■ **TASK TO COMPLETE**
Can you render every row below as a numbered list, skipping blank lines and leaving the pictures out?

■ **AVAILABLE RECORDS**

--- Begin ---

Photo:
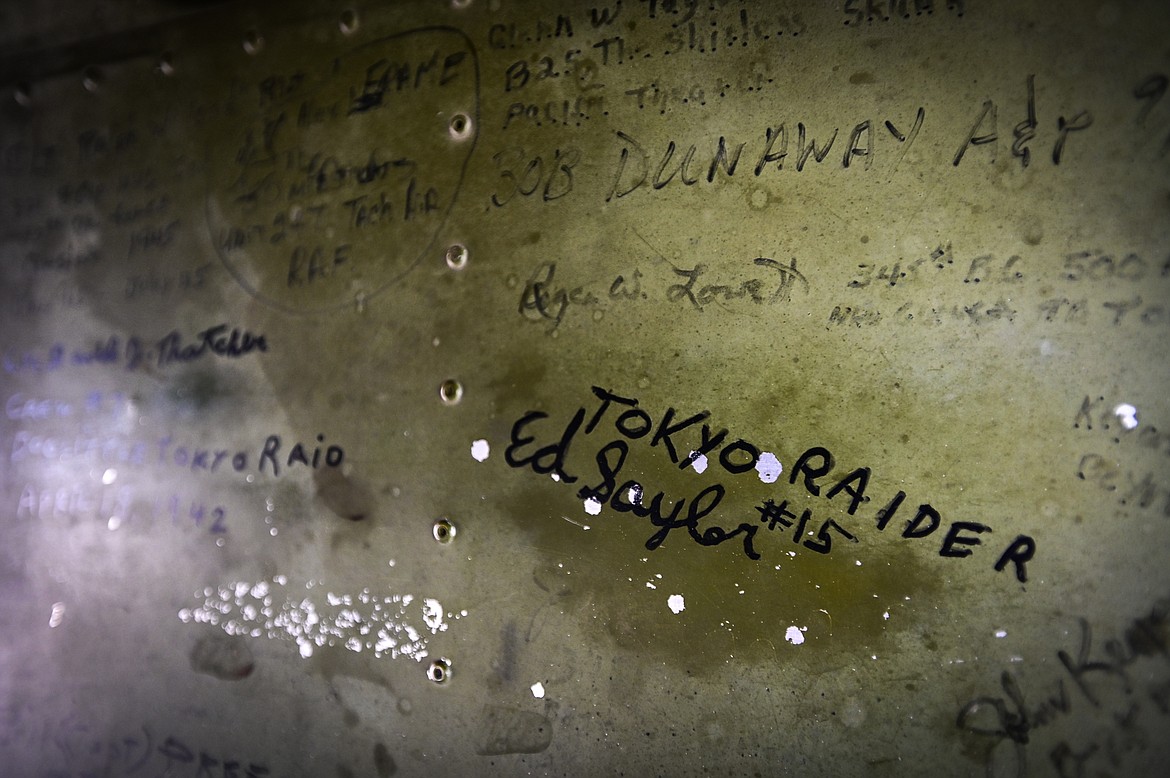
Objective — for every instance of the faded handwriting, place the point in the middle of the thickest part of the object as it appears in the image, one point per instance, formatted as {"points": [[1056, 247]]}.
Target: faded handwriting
{"points": [[1096, 676], [89, 751], [133, 353], [546, 300]]}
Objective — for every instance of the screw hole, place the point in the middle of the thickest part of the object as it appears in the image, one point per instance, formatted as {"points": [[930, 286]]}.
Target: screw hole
{"points": [[253, 42], [460, 126], [444, 531], [91, 78], [165, 64], [439, 670], [451, 391], [456, 256]]}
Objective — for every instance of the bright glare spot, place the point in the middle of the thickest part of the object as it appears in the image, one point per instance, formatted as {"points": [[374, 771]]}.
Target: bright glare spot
{"points": [[1127, 414], [769, 467]]}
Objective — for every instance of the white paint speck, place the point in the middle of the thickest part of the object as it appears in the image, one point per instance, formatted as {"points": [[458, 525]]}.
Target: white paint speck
{"points": [[634, 496], [1127, 414], [769, 467]]}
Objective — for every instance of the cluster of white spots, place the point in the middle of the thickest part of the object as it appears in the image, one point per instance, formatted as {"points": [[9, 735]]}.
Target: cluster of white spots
{"points": [[384, 625], [56, 614], [480, 449], [769, 467], [1127, 414]]}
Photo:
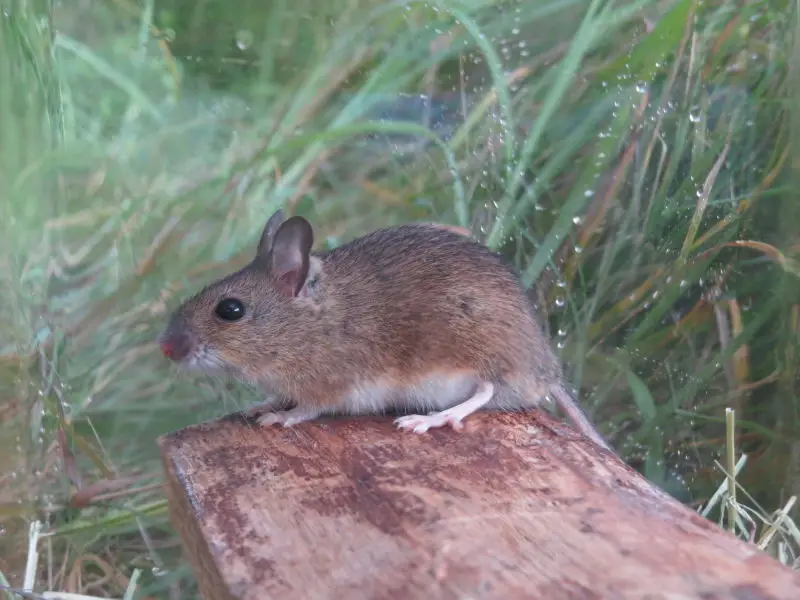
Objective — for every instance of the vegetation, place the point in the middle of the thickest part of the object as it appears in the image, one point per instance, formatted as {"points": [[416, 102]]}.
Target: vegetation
{"points": [[630, 157]]}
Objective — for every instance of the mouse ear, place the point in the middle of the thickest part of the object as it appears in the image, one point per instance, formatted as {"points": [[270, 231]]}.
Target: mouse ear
{"points": [[265, 243], [289, 258]]}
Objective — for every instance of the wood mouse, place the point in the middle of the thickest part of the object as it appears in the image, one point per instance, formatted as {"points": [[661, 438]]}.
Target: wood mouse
{"points": [[416, 317]]}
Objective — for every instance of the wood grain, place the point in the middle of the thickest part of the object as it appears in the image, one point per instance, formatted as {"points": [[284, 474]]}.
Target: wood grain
{"points": [[515, 506]]}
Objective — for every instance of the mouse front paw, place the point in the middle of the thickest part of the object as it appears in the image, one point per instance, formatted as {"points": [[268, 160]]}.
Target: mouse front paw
{"points": [[422, 423]]}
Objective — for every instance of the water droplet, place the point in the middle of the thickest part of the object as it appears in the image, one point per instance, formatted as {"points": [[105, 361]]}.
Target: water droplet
{"points": [[244, 39]]}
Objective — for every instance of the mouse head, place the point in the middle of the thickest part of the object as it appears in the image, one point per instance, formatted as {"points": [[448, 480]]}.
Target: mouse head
{"points": [[248, 322]]}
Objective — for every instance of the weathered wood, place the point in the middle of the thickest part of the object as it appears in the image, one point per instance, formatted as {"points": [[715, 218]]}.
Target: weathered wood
{"points": [[515, 506]]}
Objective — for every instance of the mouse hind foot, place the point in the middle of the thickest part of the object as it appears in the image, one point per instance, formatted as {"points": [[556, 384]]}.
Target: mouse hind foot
{"points": [[453, 416]]}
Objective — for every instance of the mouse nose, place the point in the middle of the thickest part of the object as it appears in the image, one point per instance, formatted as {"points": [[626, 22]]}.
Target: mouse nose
{"points": [[174, 346]]}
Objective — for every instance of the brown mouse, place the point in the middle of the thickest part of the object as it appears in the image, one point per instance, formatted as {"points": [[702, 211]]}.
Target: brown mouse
{"points": [[413, 318]]}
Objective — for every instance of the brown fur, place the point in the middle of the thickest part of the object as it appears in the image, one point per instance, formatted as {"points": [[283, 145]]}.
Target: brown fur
{"points": [[397, 306]]}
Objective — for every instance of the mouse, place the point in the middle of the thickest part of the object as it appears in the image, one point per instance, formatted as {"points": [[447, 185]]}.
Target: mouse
{"points": [[419, 319]]}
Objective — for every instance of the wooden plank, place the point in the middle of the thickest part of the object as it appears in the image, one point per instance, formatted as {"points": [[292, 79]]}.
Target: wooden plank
{"points": [[515, 506]]}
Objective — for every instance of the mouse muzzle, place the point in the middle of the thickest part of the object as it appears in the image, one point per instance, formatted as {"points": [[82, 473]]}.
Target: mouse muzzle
{"points": [[174, 345]]}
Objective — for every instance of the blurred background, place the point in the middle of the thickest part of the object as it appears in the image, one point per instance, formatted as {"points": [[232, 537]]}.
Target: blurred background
{"points": [[632, 158]]}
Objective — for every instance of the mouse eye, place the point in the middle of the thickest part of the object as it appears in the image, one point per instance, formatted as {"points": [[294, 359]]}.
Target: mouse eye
{"points": [[230, 309]]}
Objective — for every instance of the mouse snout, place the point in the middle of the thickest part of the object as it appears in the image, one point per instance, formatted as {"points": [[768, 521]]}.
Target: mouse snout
{"points": [[175, 346]]}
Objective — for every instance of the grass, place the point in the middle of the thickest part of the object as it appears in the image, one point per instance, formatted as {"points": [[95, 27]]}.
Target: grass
{"points": [[630, 158]]}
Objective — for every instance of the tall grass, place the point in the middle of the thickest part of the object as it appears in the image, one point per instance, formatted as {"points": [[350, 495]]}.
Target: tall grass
{"points": [[629, 157]]}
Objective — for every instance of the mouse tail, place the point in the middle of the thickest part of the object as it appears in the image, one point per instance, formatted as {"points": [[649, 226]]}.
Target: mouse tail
{"points": [[575, 413]]}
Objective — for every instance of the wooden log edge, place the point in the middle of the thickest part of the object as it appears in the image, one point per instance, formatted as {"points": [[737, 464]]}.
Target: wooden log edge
{"points": [[517, 505]]}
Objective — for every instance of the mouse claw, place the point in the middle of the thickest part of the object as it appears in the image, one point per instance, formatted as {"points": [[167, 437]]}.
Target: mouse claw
{"points": [[422, 423]]}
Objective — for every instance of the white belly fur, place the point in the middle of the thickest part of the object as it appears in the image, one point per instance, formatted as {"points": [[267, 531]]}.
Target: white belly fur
{"points": [[430, 393]]}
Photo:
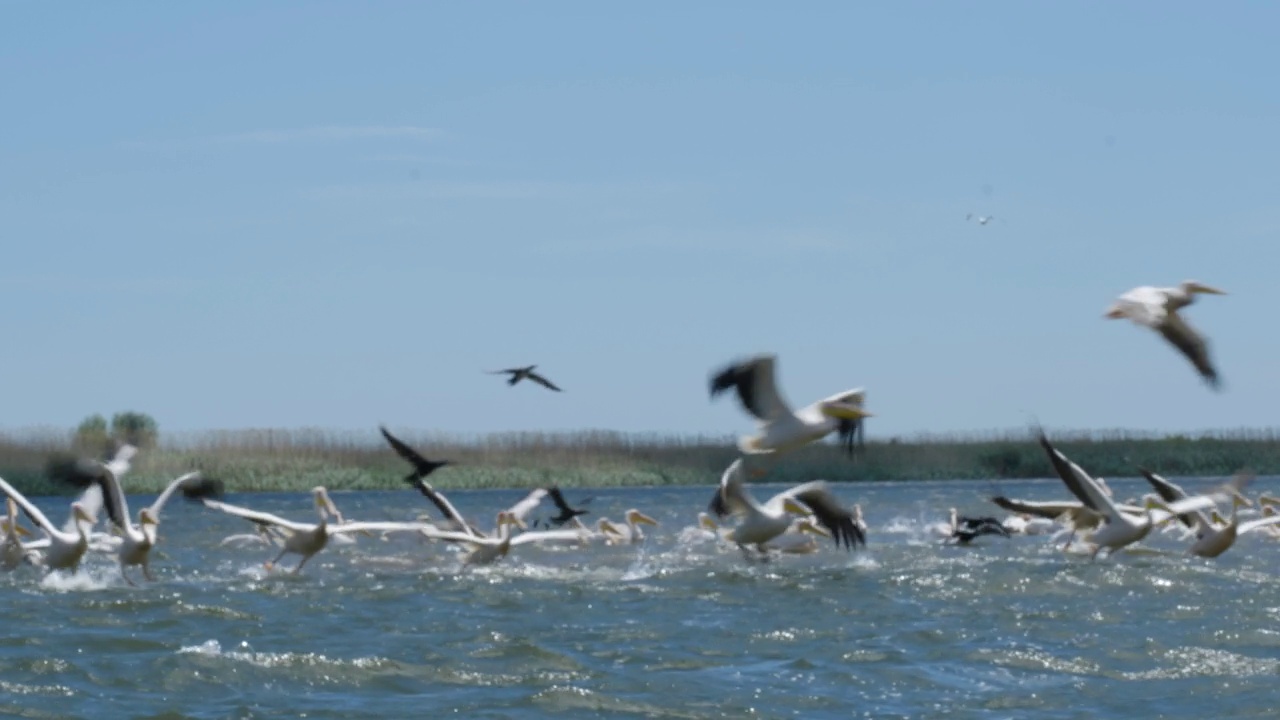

--- End ---

■ **OUTPUT OF THE TASK**
1. Photo:
2. Objective — for every instance of the faded handwriting, place the point in the middle of the thickest part of the object as it appears in the image, one point per instance, formatted as {"points": [[1056, 247]]}.
3. Target: faded handwriting
4. {"points": [[1096, 676], [89, 751], [133, 353], [546, 300]]}
5. Objective — for every instance of the screw hole, place the point in the middle of the thickest part of the object as it appears in the image, one point per instance, formatted as {"points": [[930, 286]]}.
6. Target: screw hole
7. {"points": [[253, 42], [460, 126], [444, 531], [91, 78], [165, 64], [439, 670], [451, 391], [456, 256]]}
8. Objective — for every instance of the bright glare spot, place the point in the middle of the thickest part of the object as it appears in the image, one point per instance, formatted as {"points": [[374, 771]]}.
9. Target: bright glare spot
10. {"points": [[1127, 414], [769, 467]]}
11. Objective — for every instance of the white paint speck, place the point in the middle of the thickest part of the object as it appears in the image, one point per instance, formatted as {"points": [[458, 525]]}.
12. Target: white paint speck
13. {"points": [[634, 496], [1127, 414], [769, 467]]}
14. Objective — for every instance of the cluster of white spots, place the point in the middle of the thickest part of the object as it appears in the image, one point per instance, formatted as {"points": [[9, 735]]}.
15. Target: cluster of white spots
16. {"points": [[384, 625], [56, 614], [480, 449], [769, 467], [1127, 414]]}
17. Photo:
18. Objective — for every instance of the vegetation, place the point in the middle of the thickest part of the object as it appears in the image, one point per instance, formatted as {"points": [[416, 102]]}.
19. Target: vegetation
20. {"points": [[630, 157]]}
21. Objective — for every instance of the mouse ear, place the point in the middle of the thickest part of the object as it appears in the image, one point per instance, formatted as {"points": [[270, 231]]}.
22. Target: mouse ear
23. {"points": [[265, 243], [289, 258]]}
24. Objective — for every instance of the wood mouse, place the point in the middle of the thickest part of the object as it appears in the image, one point per instance, formatted as {"points": [[661, 438]]}.
25. Target: wood mouse
26. {"points": [[416, 317]]}
27. Objective — for every instance of the wood grain, place the point in the middle of the thickest part of the object as it appears in the image, one point per instance, formatted as {"points": [[284, 474]]}.
28. Target: wood grain
29. {"points": [[515, 506]]}
30. Objective — for every instance of the mouse front paw, place the point in the middle of the thickest part of the object as it appears in the image, one point per instance, formatted as {"points": [[268, 160]]}.
31. Target: mouse front paw
32. {"points": [[422, 423]]}
33. Objective — for every instance of the water droplet, place the point in the middle of the thickest part of the object as it appears in the image, one point per instance, formatted as {"points": [[105, 361]]}.
34. Target: water droplet
35. {"points": [[244, 39]]}
36. Objective — for every instance of the mouse head, place the point in the middle of the thickest part of the object as it appears in the image, one point per instance, formatted as {"points": [[448, 480]]}.
37. Target: mouse head
38. {"points": [[248, 322]]}
39. Objective — for every instance of the weathered wood, place the point in the middle of the thickest part of the object as it appears in the image, one point per instance, formatted as {"points": [[715, 218]]}.
40. Target: weathered wood
41. {"points": [[515, 506]]}
42. Objective — for every instance of the mouse hind foot, place the point in the middle of the thickest part of the object as it appears in the image, one point per instance, formatted as {"points": [[556, 384]]}.
43. Target: mouse hind foot
44. {"points": [[453, 416]]}
45. Objective — for every instance of the mouse nose, place the point in the middle of the thickest part of the object as it appears in the image, one point per instance, formatted as {"points": [[626, 22]]}.
46. Target: mouse nose
47. {"points": [[174, 346]]}
48. Objective — for every instance of the brown mouse, place the point in the middle of the thickest part of the object as it appears in the image, one point per instance, formatted as {"points": [[702, 211]]}.
49. Target: brown mouse
50. {"points": [[413, 318]]}
51. Objective — for every instance of the brown fur, place the point in the middle of the thickest part of the object as it appears in the image, one point per instance, formatted as {"points": [[283, 145]]}.
52. Target: brown fur
53. {"points": [[397, 306]]}
54. Objective — for every instance of the mouse, place the point in the middle of the thickest part of the object as it appears in the image, one point per instance, formatted as {"points": [[447, 185]]}.
55. Target: mouse
56. {"points": [[419, 319]]}
57. Objective — for every instance of the wooden plank, place the point in the middle of the thickest part of the object as it appears in the image, one point per instance, formatted as {"points": [[292, 79]]}.
58. Target: wooden plank
59. {"points": [[515, 506]]}
60. Objective — for every instance of the mouse muzzle, place the point in the middle of the thickest part of the object as it appears in the image, one point per instance, formatted as {"points": [[82, 473]]}.
61. Target: mouse muzzle
62. {"points": [[174, 345]]}
63. Objective — for every instance of the blurred background, place the point in the middle of the thickest part of the object as it appears in the image, one point per instance, formatted as {"points": [[232, 537]]}.
64. Target: blurred background
65. {"points": [[632, 158]]}
66. Objective — for every instance of the mouse eye, place the point in the middle of the thickest part of the object as it appears in the image, one point per instance, formatted as {"points": [[294, 359]]}.
67. Target: mouse eye
68. {"points": [[230, 309]]}
69. Objective — for every instance of the mouse snout, place the point in the middle of the thickest part of the object as it appears in the image, one point per instance, formatted as {"points": [[768, 521]]}.
70. Target: mouse snout
71. {"points": [[175, 346]]}
72. Objective — for every instance of the grass, place the point in the middle of the thickest part of the object as it appears in the image, one point per instance, formatted as {"points": [[95, 27]]}.
73. Target: grass
74. {"points": [[630, 158]]}
75. Objective — for every instance of the tall grass, place the point in the middle of the thickest part of the object as it appears in the image, one point per instance, formatted as {"points": [[350, 495]]}.
76. Target: tall grass
77. {"points": [[629, 157]]}
78. Objective — for every instance of the mouse tail, place the point in the middle of the thickest part of the object as it appears in the image, one point per instance, formatted as {"points": [[649, 226]]}.
79. Target: mouse tail
80. {"points": [[575, 413]]}
81. Objective — for every instance of the wooden log edge, place the point in the middle of the thickest part of the object as it appears in the image, one point per instance, formatted as {"points": [[737, 464]]}.
82. Target: wooden log edge
83. {"points": [[517, 505]]}
84. Objective — for every instance of the mouse claw, place the point in the middle of the thickest part of the object as it appears in the image, one point per instance, formatted as {"points": [[167, 437]]}.
85. Target: mouse claw
86. {"points": [[422, 423]]}
87. Objective — for every instance of the white belly fur, place the point in the middle of the thickest part of the object as it appears in the image, one point per instance, formatted as {"points": [[267, 531]]}.
88. Target: white belly fur
89. {"points": [[430, 393]]}
90. Photo:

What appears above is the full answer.